Reproduce everything in the Alzheimer's blood test article from "In the Arizona" down to "the Times reports.", word for word.

■ Provided text ■
▼
Overall, according to Hansson, the blood test found that people with Alzheimer's had seven times as much p-tau217 as people who either did not have dementia or who had different neurological diseases, such as Parkinson's disease—making the test very "specific for Alzheimer's disease."
In the Arizona portion of the study, researchers compared findings from brain autopsies on donors with test results from blood the donors gave before death. The researchers found that the blood test was 98% as accurate at diagnosing Alzheimer's as autopsies of people found likely to have the disease because of amyloid plaques and extensive tau tangles in their brains. The test also was 89% as accurate as autopsies of people considered "moderately likely" to have Alzheimer's because their brains had amyloid plaques but fewer tau tangles, the Times reports.
In addition, for the portion of the study conducted in Colombia, researchers looked at a family with a rare gene that nearly guarantees a person will develop Alzheimer's and found that levels of p-tau217 began rising in those individuals "around 20 years before symptoms" of the disease started to occur, according to Hansson.
Meanwhile, in a separate study from the University of California-San Francisco (UCSF) that was also presented at the conference, researchers found that the same type of blood test used in the JAMA study was able to distinguish Alzheimer's patients from those with a different neurological disease, frontotemporal dementia, with 96% accuracy in a study involving 617 people.
The studies' results suggest that a simple blood test could replace current methods of testing for Alzheimer's that can be invasive, costly, or imprecise, the Associated Press reports. According to the Times, experts also said the test may accelerate screening for clinical trial participants—a process that currently takes several years and requires millions of dollars to complete because of reliance on more expensive testing methods—which in turn could speed up the search for and development of new therapies for Alzheimer's disease.
"This test really opens up the possibility of being able to use a blood test in the clinic to diagnose someone more definitely with Alzheimer's," Maria Carrillo, chief science officer at the Alzheimer's Association, said. "Amazing, isn't it? I mean, really, five years ago, I would have told you it was science fiction."
"This blood test very, very accurately predicts who's got Alzheimer's disease in their brain, including people who seem to be normal," Michael Weiner, an Alzheimer's disease researcher at UCSF, said. "It's not a cure, it's not a treatment, but you can't treat the disease without being able to diagnose it. And accurate, low-cost diagnosis is really exciting, so it's a breakthrough."
Eliezer Masliah, chief of neuroscience at the U.S. National Institute on Aging, said the results are "very encouraging" and the new testing "appears to be even more sensitive and more reliable" than other methods, but it still needs to be tested in larger, more diverse populations.
Researchers said the test would need to be refined, standardized, and approved by federal regulators, but estimated it could be available for clinical use in two to three years—and, according to Rudolph Tanzi, a professor of neurology at Massachusetts General Hospital and Harvard Medical School who was not involved in the study, it "has the promise to make early detection of the disease possible, before we have symptoms."
"Within a few years, it's very possible that there will be certified laboratory tests for these proteins and others, and maybe tests will be developed for Parkinson's disease and so forth," Weiner said. "It's a new world" (Marchione, Associated Press, 7/28; Belluck, New York Times, 7/28; Owens, "Vitals," Axios, 7/29).
▲
■ Raw data ■
▼
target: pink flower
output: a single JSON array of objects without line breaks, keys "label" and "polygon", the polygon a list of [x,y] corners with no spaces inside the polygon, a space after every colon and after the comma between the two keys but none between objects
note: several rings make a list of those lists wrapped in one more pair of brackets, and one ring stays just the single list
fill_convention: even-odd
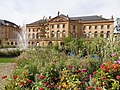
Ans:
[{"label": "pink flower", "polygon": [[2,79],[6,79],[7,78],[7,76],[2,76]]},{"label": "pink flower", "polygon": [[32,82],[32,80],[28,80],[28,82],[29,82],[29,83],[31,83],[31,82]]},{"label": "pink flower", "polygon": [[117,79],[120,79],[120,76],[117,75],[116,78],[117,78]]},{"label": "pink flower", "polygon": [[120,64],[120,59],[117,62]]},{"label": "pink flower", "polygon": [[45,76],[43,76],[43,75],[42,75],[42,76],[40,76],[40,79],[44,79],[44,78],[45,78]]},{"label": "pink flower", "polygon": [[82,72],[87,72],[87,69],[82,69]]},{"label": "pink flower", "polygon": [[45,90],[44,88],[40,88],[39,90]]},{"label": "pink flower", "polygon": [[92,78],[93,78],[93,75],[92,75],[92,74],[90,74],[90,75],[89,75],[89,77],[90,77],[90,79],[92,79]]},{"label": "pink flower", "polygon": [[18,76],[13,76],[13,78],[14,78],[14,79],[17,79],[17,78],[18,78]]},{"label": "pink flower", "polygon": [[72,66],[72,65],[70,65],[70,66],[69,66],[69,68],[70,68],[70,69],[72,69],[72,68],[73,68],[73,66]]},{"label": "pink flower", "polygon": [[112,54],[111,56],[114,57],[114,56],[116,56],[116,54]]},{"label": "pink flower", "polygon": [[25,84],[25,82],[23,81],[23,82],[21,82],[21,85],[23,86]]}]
▲
■ Task answer ■
In the Arizona portion of the study, researchers compared findings from brain autopsies on donors with test results from blood the donors gave before death. The researchers found that the blood test was 98% as accurate at diagnosing Alzheimer's as autopsies of people found likely to have the disease because of amyloid plaques and extensive tau tangles in their brains. The test also was 89% as accurate as autopsies of people considered "moderately likely" to have Alzheimer's because their brains had amyloid plaques but fewer tau tangles, the Times reports.